What you need to do:
Exclude the pictures and set down, unaltered, the lines from the one that holds "Study the photograph above. For every instance of the black" through the end of the data.

[Image-grounded pointing data]

######

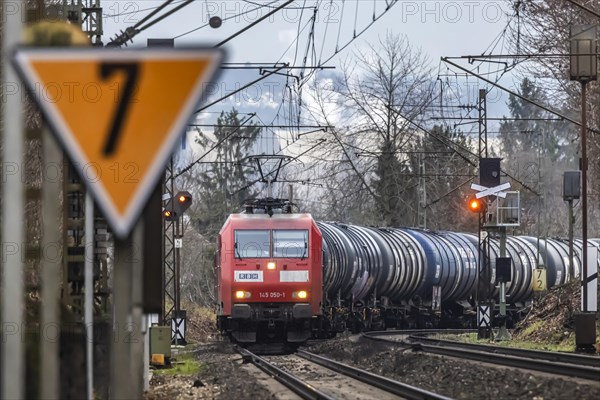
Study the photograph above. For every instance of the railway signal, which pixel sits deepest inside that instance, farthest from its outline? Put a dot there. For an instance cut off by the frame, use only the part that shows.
(183, 202)
(476, 205)
(177, 206)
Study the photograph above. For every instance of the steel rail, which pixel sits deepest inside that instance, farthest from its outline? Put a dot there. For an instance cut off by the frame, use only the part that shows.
(301, 388)
(557, 368)
(378, 381)
(568, 358)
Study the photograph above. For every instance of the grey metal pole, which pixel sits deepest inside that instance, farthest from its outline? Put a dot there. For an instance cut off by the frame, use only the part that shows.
(50, 268)
(571, 259)
(584, 289)
(120, 359)
(137, 341)
(503, 332)
(89, 292)
(11, 383)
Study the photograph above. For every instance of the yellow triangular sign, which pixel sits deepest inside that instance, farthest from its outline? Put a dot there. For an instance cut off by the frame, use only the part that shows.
(118, 114)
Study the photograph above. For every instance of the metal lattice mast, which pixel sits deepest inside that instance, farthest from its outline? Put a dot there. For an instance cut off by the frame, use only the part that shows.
(88, 15)
(169, 288)
(422, 193)
(484, 311)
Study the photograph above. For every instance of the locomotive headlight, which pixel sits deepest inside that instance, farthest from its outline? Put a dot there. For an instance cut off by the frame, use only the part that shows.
(302, 294)
(240, 294)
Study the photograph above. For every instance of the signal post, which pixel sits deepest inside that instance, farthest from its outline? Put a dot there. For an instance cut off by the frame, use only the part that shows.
(497, 209)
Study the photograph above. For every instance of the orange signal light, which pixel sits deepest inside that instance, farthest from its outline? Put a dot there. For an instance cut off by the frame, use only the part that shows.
(476, 205)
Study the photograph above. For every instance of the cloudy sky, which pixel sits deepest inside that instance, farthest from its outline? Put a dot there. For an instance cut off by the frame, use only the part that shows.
(331, 30)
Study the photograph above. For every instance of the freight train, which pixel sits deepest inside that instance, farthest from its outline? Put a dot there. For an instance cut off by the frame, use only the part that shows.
(285, 277)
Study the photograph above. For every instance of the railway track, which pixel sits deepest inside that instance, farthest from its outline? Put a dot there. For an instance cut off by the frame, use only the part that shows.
(315, 377)
(564, 364)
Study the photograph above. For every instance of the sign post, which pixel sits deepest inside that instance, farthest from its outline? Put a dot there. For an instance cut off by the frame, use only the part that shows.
(118, 115)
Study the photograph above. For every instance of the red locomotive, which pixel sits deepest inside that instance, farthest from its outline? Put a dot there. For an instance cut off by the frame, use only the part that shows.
(269, 269)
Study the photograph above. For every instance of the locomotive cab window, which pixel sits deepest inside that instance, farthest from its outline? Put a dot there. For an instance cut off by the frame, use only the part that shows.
(290, 243)
(252, 244)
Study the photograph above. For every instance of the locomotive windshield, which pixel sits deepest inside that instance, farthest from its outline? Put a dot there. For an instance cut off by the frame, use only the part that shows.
(252, 243)
(290, 243)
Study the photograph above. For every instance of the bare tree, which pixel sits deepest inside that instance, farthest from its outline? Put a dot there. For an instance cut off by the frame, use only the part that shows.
(380, 98)
(542, 29)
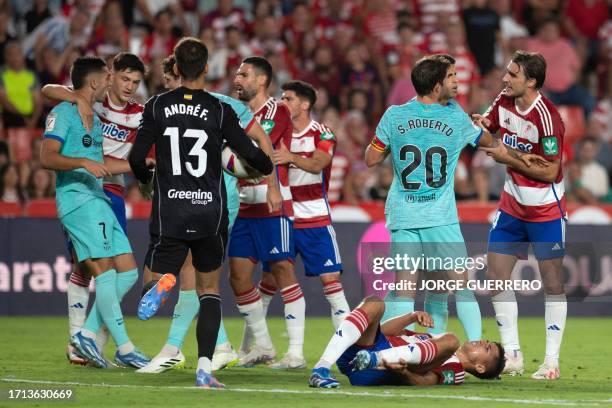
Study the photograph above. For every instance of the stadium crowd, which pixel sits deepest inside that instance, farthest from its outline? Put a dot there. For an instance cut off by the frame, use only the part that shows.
(357, 53)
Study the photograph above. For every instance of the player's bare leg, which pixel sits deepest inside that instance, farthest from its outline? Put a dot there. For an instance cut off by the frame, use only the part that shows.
(419, 357)
(110, 287)
(400, 302)
(555, 316)
(334, 293)
(207, 328)
(499, 267)
(295, 314)
(250, 306)
(359, 327)
(78, 300)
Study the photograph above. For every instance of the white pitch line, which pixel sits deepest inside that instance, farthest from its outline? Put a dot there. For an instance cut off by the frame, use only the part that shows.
(383, 394)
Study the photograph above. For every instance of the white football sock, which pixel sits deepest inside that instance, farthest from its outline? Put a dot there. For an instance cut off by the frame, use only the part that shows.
(506, 314)
(349, 331)
(339, 306)
(295, 317)
(249, 305)
(266, 292)
(205, 364)
(415, 353)
(555, 315)
(78, 299)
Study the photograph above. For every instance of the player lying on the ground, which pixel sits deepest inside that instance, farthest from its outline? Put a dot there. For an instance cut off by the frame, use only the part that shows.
(370, 353)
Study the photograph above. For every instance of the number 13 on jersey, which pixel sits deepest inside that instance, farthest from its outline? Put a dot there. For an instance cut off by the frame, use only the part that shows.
(197, 150)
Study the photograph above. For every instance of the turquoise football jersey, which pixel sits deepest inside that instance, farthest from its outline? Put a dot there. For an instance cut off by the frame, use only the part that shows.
(245, 116)
(75, 187)
(425, 142)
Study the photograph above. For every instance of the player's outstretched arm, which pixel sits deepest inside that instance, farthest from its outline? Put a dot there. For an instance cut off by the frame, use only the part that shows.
(52, 159)
(63, 93)
(239, 141)
(395, 326)
(274, 197)
(545, 171)
(314, 164)
(145, 138)
(410, 378)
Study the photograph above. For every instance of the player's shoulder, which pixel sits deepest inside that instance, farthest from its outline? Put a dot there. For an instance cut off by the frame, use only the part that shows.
(320, 130)
(64, 108)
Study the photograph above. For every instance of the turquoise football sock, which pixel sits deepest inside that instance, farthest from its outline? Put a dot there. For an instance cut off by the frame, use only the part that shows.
(124, 282)
(468, 312)
(107, 304)
(436, 304)
(185, 311)
(397, 306)
(222, 336)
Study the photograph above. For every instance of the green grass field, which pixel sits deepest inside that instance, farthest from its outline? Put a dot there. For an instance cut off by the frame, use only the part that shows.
(33, 357)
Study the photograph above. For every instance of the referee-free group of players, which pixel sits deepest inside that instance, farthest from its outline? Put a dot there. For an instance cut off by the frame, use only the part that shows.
(200, 214)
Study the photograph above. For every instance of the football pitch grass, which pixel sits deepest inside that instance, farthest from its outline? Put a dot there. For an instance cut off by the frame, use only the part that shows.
(32, 357)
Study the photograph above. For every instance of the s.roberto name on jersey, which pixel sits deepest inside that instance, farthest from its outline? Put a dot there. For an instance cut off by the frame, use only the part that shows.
(198, 197)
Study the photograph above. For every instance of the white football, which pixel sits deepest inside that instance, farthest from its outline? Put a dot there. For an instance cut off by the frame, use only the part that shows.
(236, 166)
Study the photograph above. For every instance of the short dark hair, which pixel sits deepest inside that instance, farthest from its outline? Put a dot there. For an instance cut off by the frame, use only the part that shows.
(191, 57)
(168, 65)
(534, 65)
(303, 90)
(262, 65)
(126, 61)
(495, 371)
(82, 67)
(430, 71)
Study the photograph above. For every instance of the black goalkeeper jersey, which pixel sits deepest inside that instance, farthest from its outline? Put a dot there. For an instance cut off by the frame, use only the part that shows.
(188, 128)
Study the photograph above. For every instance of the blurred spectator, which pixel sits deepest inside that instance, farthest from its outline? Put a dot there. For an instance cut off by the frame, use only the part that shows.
(37, 14)
(582, 21)
(19, 90)
(5, 37)
(40, 184)
(160, 43)
(588, 179)
(224, 16)
(325, 73)
(536, 12)
(384, 177)
(110, 36)
(428, 12)
(133, 194)
(482, 32)
(511, 31)
(10, 189)
(60, 32)
(563, 67)
(465, 63)
(4, 153)
(148, 10)
(359, 73)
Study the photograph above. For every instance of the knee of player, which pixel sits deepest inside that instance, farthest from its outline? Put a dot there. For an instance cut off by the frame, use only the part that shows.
(374, 307)
(449, 341)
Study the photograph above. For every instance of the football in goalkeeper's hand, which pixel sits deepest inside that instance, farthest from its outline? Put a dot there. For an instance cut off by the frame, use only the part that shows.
(236, 166)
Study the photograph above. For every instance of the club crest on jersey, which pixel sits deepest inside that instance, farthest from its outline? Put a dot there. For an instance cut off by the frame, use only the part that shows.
(550, 146)
(267, 125)
(327, 136)
(511, 141)
(112, 131)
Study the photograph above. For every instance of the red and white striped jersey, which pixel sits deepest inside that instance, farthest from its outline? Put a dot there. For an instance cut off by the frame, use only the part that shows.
(119, 127)
(275, 119)
(308, 190)
(450, 372)
(537, 130)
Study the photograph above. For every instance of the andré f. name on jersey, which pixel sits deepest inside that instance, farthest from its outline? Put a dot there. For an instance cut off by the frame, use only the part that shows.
(182, 109)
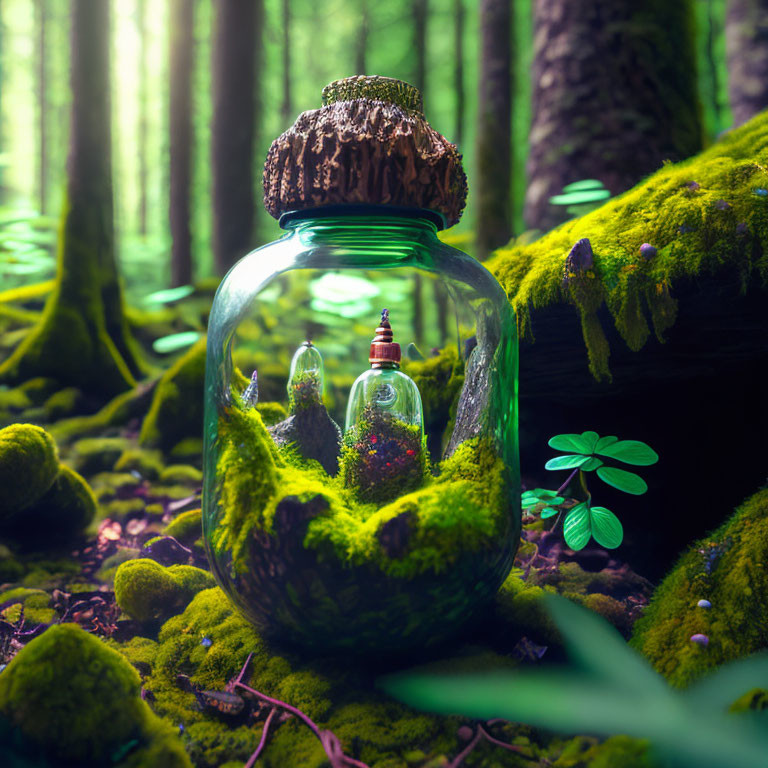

######

Finished task:
Study the photograph above. For every instance of the black goalkeeper jersey, which pixel sits deepest inside that instance, farthest from its outline? Put a dot there. For an instance cut off by the frame, use only the part that shows.
(188, 128)
Study the photograph above. For every instance of the blurred spectator, which pixel sits deepest inside that instance, farthest from its outline? Put a dot there. For an instance cut off by the frame, use only the part that shows.
(37, 14)
(582, 21)
(19, 90)
(5, 37)
(40, 184)
(160, 43)
(588, 179)
(224, 16)
(325, 73)
(536, 12)
(384, 177)
(110, 36)
(428, 12)
(133, 194)
(482, 32)
(511, 31)
(10, 189)
(60, 32)
(563, 67)
(465, 63)
(4, 153)
(148, 10)
(359, 73)
Study the photograph above. For every instance of the knee of player, which pixel sits deepest inside that instance, farthest from its outline? Put a dot there. For an instance cut off by the frame, use only the part that shows.
(374, 307)
(449, 341)
Study the photograph above. For every instance of the football in goalkeeper's hand, which pixel sits deepest inside that instance, farthest from its outline? Put a dot there. For an instance cut off by the frame, use only the part that shows.
(236, 166)
Study the photograph above. For every instance of the club crest on jersey, which pixel sits deepest inside that instance, farthest from its outline? Put a dot there. For an instance cut off by the frame, use only the part that shows.
(550, 146)
(267, 125)
(327, 136)
(511, 141)
(112, 131)
Study the photograph above. For every instance of the red and white striped jersey, which pixel sits deepest inside that instance, farthest from its outline? Put a dot there. For an instance cut off by the frame, use only the part that shows.
(119, 127)
(275, 119)
(308, 190)
(450, 372)
(537, 130)
Study the photograph above. For every instance of the andré f. name on jersey, which pixel sits deepest inside that instance, farthest from its outline? Put a dot there. For an instance cut off by the frame, use only the part that shows.
(182, 109)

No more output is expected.